*EXERCISE MATERIALS:*
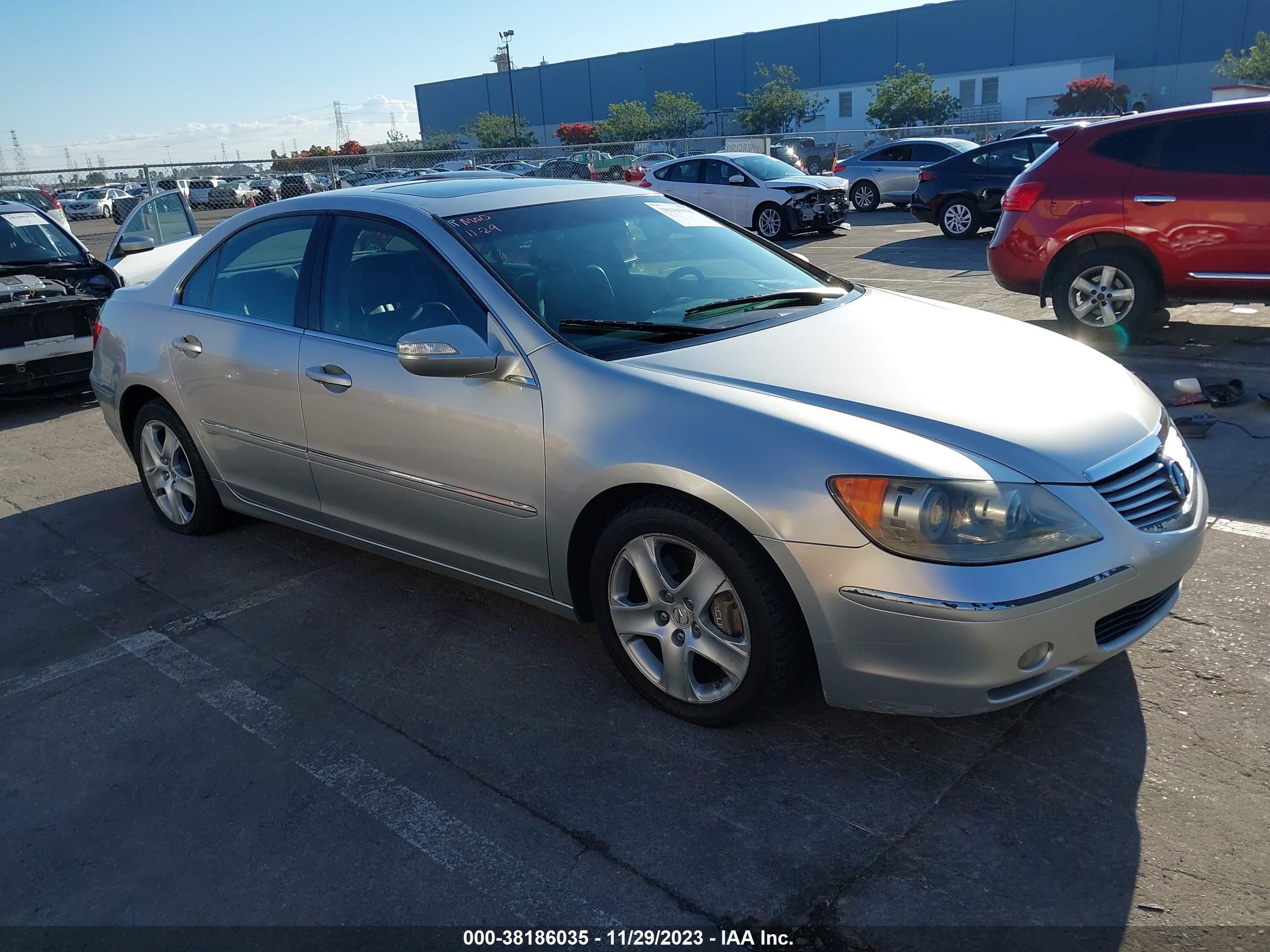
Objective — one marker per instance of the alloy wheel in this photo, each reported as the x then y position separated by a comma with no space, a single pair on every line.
1101,296
168,473
678,618
957,219
769,223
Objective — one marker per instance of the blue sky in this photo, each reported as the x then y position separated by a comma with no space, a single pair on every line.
254,76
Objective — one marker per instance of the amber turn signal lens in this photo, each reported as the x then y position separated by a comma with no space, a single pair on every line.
860,497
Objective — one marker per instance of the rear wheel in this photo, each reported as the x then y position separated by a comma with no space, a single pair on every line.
693,613
959,217
770,223
864,197
173,474
1106,292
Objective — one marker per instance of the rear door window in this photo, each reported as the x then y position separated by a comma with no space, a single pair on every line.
1226,144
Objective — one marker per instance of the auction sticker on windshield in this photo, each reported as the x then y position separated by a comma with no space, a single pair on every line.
21,220
691,217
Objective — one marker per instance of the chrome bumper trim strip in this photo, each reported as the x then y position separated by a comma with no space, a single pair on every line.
894,598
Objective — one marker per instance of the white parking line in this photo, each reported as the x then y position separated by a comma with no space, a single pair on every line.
525,890
1241,528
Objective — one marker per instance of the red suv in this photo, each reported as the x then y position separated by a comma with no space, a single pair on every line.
1121,219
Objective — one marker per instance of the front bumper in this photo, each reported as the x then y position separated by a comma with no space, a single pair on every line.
901,636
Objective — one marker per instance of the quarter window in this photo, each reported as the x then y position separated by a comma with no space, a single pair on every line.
256,273
382,281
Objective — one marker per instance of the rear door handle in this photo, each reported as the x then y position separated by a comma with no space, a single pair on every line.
188,344
329,375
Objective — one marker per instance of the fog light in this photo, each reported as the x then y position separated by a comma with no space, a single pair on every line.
1035,657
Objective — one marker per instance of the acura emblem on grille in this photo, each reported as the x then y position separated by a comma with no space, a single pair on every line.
1178,480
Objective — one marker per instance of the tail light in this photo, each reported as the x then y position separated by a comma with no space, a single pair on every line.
1022,196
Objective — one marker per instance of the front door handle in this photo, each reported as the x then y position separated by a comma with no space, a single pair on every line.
188,344
331,375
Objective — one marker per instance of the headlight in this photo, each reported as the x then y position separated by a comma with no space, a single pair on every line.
964,522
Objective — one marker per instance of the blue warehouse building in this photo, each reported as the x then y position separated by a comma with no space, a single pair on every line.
1005,60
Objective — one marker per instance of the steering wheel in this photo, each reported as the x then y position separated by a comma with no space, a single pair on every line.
680,273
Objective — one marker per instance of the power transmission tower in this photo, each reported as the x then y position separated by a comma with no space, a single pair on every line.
18,158
341,129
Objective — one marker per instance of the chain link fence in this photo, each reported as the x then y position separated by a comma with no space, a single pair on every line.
107,195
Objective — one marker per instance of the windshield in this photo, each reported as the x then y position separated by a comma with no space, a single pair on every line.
636,258
765,168
28,238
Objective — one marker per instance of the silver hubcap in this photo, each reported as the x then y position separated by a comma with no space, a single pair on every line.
957,219
678,618
168,473
1100,296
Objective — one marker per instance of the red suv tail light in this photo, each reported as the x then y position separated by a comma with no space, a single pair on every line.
1022,196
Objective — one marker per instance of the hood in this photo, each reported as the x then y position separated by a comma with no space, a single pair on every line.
1026,398
821,182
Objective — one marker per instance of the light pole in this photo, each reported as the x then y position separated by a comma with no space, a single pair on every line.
511,89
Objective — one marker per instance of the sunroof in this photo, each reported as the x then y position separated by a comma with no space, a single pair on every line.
457,188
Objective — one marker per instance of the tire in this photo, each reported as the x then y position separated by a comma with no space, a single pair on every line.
199,514
864,197
768,655
960,217
770,223
1128,272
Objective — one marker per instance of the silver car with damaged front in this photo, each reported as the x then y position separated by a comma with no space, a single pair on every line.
619,409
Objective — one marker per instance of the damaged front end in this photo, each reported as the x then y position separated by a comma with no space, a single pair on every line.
816,208
49,316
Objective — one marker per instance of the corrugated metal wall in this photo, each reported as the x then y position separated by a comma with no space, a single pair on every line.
954,37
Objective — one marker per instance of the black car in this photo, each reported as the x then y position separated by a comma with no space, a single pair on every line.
962,195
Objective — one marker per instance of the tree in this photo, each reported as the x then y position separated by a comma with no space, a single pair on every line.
495,131
1251,67
576,134
909,98
1094,96
627,122
777,104
677,115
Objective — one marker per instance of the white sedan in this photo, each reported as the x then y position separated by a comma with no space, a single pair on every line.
94,204
755,192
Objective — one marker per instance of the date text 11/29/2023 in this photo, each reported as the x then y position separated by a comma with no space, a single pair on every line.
578,938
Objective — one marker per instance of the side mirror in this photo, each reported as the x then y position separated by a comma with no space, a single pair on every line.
134,244
450,351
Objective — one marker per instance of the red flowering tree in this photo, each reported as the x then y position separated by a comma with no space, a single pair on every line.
1095,96
576,134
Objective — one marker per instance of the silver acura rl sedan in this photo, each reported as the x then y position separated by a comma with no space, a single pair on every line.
623,409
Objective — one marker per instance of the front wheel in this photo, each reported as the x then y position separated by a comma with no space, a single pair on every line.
864,197
959,219
770,223
173,474
693,612
1105,292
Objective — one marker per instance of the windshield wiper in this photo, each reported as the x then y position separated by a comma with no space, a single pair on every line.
812,296
677,331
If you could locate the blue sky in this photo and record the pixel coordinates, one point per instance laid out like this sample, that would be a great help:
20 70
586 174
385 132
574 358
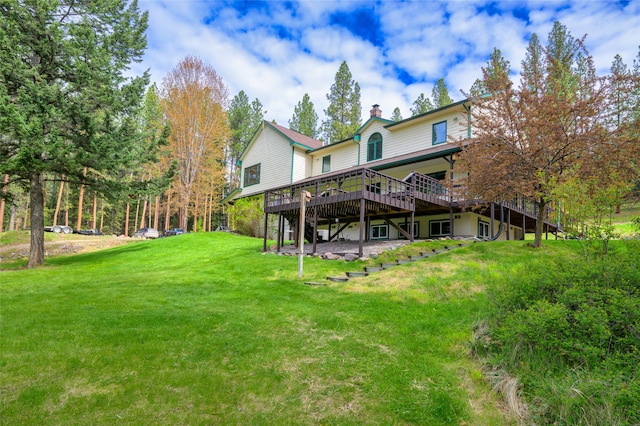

*WHAT YOU ARE ASKED TO DO:* Reproduce the data above word for word and omit the images.

*YOUR SOLUTION:*
Objective — one marker per instance of the alloy wheel in this photo, each reported as the x then y position separated by a comma with no space, a single pair on every line.
1101,296
168,473
678,618
957,219
769,223
Objective — one marker per instance of the blue sky in this photo, each reported as the x then y position separated by a comma with no space, a single pair on every line.
254,76
Objective — one marker per instance of the amber turn signal lens in this photo, each reported as the x then y position separated by a comma with no space, a single pair on every line.
860,497
Objective — one marker per instance of the rear wheel in this photo, each reported as the x then y position separated by a comma with no space, a single pair on every line.
693,613
959,217
770,223
864,197
173,474
1106,292
Objective — one marker per instance of the rear door window in this photo, each reported as the x then y position separated by a comma with no space, a single pair on every line.
1226,144
Objective — one marker per instance of the auction sticker on windshield in this photo, each reported as the x then y position separated by a comma with no space, a single pair on every line.
21,220
691,217
Objective — one marker per instance of the chrome bumper trim strip in this photo, each reported as the x then y position separated by a comma with no space, a single pair on every line.
894,598
Objective — one marker per instance of the white parking line in this photo, each reported as the x then y position separated by a comma with no space, a single pair on every line.
525,890
1241,528
Objective — one marker per instance of the red suv in this photo, each reported as the x then y position separated by a comma with no space, a single pair on every line.
1121,219
Objective — one marker per instance of the front bumper in this photo, each reported as the x then y position separated by a comma with no space, a single pair on every line.
901,636
Objective — one marker per instance of the quarter window in this photo, each reported as the x then y position separated by a comma with no space, a single pair on every line.
256,273
382,281
Objective — one marker per instance of the rear door handle in this photo, each reported as the x then y position separated by a comma with no space, a single pair on every line.
188,344
329,375
Objective — one marker per instance of the fog light in this photo, each reported as the x then y position separated by a comma with no space, a single pair on every line.
1035,657
Objective — one marker per instance of the acura emblem on grille in this photo, each reported as the x then y position separated by a comma with no space, a single pair on every line.
1178,480
Objective — one marker per instance of the tail light in this photo, each reported as the x then y position separated by a comma with no space, a single pair on every line.
1022,196
Objective — one marker per instance of the front door handle in this photo, each reported as the x then y position separated by a comma with no space, a single pair on every line.
188,344
331,375
Objective — one marker per instance of the headlight in this photo, each reported as the x then y position separated by a comma with no space, a single pair on every line.
964,522
Objective — one marker per instance of the blue warehouse building in this photo, each reported as the x then y position separated by a comma with no space, a single pair on every line.
1005,60
Objective — one marker per instance of the steering wheel in this photo, each reported as the x then y position separated by a comma with no space, a single pair on every line.
680,273
Objective — one marker per instance of the power transmission tower in this photo, each reported as the x then y position separated by a comma with no space, a single pair on every line.
18,158
341,129
Objective — one marker per instance of the chain link fence in this photo, each reported as the x then y position separated by a comma with no space, a single pair on every line.
107,195
Objective — one marker per instance of the windshield in this photo, each reported as the x then y position separated by a comma with no space, a single pair on every line.
636,258
765,168
28,238
Objective — one marker per instance of the silver hubcap in this photo, each reported as the x then y position separated by a comma with no space, a single pair on every line.
957,219
678,618
168,473
1100,296
Objective — one marker per instance of the red suv tail light in this photo, each reported as the x then y position separated by a comma with no space, a single pair on every line.
1022,196
Objective — one marker per instance of the hood in this photo, each reported as the x then y position separated by a comma with no space, a single pair on every line.
1026,398
821,182
Objective — one marker per instance of the light pole in this photo, each reported as the x then y position separated by a comma with no space, a single pair on every line.
511,89
Objective — one marker per instance of the sunroof in this photo, each reported as the x then y position separated by a comma with no space, a single pair on every line.
457,188
Objective — one marker per instance of the tire in this photo, each reported as the x then y position separated by a comma with no space, a single pair on every line.
199,514
864,197
768,655
960,217
770,223
1128,272
Objective — one marker per instance of the silver car with damaged front in this photo, each reported as the x then y position separated by a comma with no space, a single pair on every line.
619,409
Objective — one marker per instance of the damaged front end in this photo, each reported as the x then y position separated by a comma with no space, a single pair on every line.
816,208
49,316
Objective — one marker per instance of the corrugated metal wall in this photo, each reported as the x then y position separated by a comma with no space, a single pair on every line.
954,37
Objective — one marker per instance of the black car in this photo, each reported as the x then y position separated by a comma with no space, a single pair on every line.
962,195
Objective — one marker per instance of the tree in this photo, each reported as the x then y position separated by a comma with no space, a single pair on every line.
495,131
1251,67
576,134
909,98
1094,96
627,122
777,104
677,115
Objective — one marker per instance of the white sedan in this photo, each reported as the x then y position separated by a comma with no space, a single pair on every line.
94,204
755,192
Objective — one marker per instance of the date text 11/29/2023 in this photo, each reported as the x then y position separated by a comma with no space, a single pair on every line.
578,938
Objective — one marker per instance of the side mirror in this photo, each reported as the x then y position separated by a comma with no space, a single pair on every line.
134,244
450,351
Objective — one marker per instance of the red flowering tree in this photo, each reported as the x then y position separated by a comma with no space, a single pair on every line.
1095,96
576,134
Objective — one marker per instance of the silver acura rl sedan in this photo, each reported as the x then y position separated by a comma with no space, a single pair on every line.
623,409
Objective — one marker per instance of the front wheel in this photo, each reported as the x then y position separated by a comma with no space, a single pair on every line.
864,197
959,219
770,223
173,474
693,612
1105,292
Objective — one marker per instance of the windshield wiper in this photo, each reported as the x then y position separated by a comma with no space, a single pair on every line.
812,296
677,331
If you could locate the blue sky in this photo and record the pixel coordinates, one point per instance laid out like this sample, that would be a great help:
20 70
586 174
385 132
574 358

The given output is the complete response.